*** Data records

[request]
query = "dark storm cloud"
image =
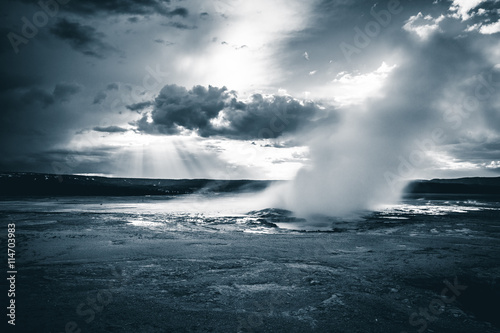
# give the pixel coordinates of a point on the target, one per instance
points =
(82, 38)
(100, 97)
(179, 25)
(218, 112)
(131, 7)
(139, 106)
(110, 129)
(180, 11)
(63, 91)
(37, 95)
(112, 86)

******
*** Data records

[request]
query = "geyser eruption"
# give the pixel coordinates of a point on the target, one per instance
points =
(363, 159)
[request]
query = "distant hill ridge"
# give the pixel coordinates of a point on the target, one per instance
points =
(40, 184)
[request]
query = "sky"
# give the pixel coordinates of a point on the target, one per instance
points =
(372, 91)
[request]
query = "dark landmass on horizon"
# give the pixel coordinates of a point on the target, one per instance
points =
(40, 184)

******

Work order:
Copy all lines above containing the string "query".

Solution to this exercise:
query = "dark storm cloud"
query = "geyser eruption"
query = "distant hill ridge"
query = "sky"
query = "dark landmass on horizon"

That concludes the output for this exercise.